*** Supplied material
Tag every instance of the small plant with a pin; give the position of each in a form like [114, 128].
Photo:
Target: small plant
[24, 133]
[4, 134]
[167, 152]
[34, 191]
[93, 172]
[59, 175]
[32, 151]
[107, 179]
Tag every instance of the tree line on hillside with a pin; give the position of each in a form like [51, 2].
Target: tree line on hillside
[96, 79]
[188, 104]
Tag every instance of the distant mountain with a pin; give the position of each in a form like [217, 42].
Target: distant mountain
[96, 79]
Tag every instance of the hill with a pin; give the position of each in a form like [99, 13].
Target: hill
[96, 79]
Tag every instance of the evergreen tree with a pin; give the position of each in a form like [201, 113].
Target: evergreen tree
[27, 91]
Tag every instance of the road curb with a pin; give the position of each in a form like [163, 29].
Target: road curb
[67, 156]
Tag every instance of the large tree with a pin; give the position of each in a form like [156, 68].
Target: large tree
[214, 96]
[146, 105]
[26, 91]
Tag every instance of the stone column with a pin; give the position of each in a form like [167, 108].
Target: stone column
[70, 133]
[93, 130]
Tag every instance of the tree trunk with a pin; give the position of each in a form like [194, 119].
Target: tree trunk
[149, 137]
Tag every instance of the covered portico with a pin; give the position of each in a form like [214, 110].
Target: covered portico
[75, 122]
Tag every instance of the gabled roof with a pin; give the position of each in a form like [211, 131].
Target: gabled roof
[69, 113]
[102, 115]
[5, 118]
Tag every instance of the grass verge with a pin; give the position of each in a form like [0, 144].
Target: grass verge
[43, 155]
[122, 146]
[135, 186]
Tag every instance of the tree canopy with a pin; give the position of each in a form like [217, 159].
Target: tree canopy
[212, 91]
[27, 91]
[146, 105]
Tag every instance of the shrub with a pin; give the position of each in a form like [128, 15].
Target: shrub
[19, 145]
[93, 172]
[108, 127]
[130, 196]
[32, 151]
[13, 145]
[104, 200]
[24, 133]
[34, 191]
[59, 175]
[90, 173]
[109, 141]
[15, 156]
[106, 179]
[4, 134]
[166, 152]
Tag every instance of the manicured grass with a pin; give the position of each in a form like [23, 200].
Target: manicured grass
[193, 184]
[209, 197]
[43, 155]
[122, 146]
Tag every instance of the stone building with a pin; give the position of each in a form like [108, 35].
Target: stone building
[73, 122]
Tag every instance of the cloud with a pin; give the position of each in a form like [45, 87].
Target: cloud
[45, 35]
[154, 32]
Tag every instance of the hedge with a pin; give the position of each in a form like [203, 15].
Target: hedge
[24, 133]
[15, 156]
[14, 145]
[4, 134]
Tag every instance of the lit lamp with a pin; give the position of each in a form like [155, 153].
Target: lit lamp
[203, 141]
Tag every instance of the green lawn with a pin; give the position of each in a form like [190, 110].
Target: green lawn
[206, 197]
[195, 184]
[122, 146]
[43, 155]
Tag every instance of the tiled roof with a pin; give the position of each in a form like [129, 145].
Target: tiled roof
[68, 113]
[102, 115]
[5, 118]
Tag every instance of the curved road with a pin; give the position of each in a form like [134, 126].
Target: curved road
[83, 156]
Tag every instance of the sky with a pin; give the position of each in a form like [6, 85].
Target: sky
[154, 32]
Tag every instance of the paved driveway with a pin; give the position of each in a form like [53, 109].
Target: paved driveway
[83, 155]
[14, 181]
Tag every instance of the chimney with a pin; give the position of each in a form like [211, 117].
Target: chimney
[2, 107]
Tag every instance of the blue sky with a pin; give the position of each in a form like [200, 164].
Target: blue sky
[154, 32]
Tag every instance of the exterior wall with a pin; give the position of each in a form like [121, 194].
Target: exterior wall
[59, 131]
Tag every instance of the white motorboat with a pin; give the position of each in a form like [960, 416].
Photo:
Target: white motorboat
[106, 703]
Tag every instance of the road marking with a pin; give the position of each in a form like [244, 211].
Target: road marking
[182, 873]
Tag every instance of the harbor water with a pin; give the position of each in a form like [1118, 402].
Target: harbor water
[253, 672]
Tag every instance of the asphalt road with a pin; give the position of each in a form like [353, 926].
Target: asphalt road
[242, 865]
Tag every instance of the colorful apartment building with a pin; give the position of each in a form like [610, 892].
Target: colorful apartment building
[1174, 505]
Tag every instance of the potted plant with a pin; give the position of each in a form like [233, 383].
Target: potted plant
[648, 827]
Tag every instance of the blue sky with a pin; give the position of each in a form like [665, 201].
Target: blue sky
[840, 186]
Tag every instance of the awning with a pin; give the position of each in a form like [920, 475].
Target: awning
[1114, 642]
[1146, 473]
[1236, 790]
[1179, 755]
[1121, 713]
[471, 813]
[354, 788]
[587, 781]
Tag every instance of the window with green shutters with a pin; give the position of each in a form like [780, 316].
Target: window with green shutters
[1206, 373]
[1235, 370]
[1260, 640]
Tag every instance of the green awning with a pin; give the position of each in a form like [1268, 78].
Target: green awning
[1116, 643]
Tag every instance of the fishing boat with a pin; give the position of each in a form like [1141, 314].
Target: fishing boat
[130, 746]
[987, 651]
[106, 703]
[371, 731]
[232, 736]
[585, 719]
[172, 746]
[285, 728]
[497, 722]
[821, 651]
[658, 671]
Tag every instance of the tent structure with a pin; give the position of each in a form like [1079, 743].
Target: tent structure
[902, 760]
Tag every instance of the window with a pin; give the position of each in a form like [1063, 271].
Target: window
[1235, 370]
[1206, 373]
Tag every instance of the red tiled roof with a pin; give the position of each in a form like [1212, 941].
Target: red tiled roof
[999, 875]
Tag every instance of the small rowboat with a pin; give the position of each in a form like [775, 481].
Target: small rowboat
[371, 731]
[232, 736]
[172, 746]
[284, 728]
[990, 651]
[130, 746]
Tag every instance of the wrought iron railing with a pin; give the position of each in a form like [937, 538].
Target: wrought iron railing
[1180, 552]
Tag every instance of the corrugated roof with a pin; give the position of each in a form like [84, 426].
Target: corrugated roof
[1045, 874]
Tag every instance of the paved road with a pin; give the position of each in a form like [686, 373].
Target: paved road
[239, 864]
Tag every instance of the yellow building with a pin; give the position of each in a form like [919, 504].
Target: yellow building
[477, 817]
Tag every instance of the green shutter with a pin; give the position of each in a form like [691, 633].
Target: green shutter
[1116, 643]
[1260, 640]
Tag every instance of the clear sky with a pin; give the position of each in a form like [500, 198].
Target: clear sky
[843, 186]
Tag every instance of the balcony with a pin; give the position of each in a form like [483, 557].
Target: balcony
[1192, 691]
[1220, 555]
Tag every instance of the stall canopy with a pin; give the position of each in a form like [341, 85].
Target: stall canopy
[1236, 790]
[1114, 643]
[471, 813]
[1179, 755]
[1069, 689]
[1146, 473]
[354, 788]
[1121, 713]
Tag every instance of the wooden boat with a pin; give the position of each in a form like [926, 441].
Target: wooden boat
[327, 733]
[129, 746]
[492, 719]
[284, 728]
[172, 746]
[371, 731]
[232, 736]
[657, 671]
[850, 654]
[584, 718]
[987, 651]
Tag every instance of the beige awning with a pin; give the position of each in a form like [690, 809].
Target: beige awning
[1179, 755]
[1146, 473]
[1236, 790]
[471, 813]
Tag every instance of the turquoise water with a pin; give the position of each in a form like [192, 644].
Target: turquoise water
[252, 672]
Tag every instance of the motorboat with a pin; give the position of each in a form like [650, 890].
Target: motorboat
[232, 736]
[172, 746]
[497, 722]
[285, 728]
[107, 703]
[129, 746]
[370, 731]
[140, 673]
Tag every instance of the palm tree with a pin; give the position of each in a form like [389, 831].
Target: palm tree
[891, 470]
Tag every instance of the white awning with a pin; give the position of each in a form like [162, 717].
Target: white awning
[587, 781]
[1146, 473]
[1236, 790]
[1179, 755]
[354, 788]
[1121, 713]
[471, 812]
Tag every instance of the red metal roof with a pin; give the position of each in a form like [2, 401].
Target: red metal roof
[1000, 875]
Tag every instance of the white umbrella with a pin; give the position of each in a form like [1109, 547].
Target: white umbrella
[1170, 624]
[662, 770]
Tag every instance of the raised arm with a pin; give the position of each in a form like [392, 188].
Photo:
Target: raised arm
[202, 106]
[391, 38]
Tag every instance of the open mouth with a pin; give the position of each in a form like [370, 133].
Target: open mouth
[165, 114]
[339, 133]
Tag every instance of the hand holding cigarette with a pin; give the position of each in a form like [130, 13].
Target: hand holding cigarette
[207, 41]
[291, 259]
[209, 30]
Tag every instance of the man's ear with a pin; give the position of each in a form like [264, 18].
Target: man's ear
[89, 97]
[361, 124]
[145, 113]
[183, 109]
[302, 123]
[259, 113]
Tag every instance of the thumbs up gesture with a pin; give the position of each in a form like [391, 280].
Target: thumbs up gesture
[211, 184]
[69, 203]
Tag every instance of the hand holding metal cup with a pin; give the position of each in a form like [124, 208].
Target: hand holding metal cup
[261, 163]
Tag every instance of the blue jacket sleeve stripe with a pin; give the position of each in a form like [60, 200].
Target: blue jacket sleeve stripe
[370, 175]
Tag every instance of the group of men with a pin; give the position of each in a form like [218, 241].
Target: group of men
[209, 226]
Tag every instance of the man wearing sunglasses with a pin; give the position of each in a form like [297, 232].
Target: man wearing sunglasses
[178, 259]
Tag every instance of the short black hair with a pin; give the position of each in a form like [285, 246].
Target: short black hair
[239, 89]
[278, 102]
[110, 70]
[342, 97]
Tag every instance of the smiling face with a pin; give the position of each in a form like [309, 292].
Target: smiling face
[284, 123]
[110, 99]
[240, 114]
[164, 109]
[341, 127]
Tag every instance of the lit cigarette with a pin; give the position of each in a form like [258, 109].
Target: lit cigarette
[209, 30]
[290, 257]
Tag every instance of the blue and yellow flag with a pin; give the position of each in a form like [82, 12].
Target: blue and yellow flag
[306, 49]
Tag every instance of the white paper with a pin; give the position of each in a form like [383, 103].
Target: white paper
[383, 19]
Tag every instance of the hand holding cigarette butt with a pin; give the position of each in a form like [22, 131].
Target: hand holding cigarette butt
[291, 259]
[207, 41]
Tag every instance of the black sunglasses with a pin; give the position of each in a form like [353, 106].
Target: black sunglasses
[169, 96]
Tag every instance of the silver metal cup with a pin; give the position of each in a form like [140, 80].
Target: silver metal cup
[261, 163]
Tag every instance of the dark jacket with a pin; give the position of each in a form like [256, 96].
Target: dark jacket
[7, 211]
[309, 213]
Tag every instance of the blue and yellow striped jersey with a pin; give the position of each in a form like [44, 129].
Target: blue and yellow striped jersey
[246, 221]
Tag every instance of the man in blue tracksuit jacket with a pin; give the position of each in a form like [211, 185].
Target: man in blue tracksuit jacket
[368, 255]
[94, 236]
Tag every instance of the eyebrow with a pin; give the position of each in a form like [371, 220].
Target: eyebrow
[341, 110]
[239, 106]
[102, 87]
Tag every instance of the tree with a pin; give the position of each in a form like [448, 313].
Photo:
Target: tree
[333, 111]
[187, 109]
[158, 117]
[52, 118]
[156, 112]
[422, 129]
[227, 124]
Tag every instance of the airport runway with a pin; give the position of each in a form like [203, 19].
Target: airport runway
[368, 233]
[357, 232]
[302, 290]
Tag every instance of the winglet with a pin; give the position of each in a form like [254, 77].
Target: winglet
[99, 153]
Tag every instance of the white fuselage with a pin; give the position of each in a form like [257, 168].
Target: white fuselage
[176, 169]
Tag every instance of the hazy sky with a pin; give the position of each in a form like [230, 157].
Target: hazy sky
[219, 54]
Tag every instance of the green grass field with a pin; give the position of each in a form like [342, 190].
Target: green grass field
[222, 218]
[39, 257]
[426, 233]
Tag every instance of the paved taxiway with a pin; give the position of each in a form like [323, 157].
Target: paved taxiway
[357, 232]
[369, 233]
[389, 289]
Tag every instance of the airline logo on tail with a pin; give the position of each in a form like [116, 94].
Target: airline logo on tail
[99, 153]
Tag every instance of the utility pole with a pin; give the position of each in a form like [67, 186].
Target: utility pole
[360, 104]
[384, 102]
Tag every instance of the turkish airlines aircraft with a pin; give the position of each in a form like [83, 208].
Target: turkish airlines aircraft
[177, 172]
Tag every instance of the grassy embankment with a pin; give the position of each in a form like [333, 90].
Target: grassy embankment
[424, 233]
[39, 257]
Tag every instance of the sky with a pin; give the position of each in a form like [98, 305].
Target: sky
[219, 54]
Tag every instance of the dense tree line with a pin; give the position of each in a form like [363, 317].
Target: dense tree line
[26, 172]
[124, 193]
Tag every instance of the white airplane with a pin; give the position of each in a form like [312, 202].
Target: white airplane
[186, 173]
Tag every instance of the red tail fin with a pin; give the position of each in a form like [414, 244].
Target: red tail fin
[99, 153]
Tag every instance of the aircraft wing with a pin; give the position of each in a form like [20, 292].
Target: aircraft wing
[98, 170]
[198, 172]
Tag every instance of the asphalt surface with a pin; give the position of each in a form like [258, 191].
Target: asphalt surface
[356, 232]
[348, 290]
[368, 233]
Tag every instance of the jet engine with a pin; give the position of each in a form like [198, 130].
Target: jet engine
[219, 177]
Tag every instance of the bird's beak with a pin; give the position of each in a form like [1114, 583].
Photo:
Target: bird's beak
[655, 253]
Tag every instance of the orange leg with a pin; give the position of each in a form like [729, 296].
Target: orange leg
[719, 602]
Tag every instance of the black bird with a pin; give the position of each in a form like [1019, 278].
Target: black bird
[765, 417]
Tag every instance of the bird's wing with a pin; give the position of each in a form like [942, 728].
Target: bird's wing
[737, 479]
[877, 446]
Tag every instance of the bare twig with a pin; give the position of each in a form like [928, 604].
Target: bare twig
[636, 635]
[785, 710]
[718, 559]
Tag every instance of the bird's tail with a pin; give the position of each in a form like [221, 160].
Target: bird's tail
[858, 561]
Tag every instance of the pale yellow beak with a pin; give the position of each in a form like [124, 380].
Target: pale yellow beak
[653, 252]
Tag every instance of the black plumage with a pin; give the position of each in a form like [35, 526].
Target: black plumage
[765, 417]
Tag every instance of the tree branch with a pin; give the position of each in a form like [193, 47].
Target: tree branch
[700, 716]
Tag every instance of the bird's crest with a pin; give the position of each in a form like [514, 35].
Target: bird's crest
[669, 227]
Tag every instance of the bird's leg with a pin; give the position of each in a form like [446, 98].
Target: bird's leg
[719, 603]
******
Stated task:
Output the line containing "Tag every instance of the black plumage" and all lines after it to the end of the records, exactly as given.

Task solution:
Tag every instance of the black plumage with a pin; give the position of each in a form like [35, 526].
Target: black plumage
[765, 417]
Tag every instance of the tree branch with a pin; give the position of each in a form like [193, 47].
Target: tree branch
[700, 716]
Tag every instance of the bird's crest with a pin; give the position of each in a form like [514, 35].
Target: bird's crest
[669, 227]
Tag every instance of the bird's leg with a pin; give the position of each in a form like [446, 98].
Target: bird's leg
[719, 603]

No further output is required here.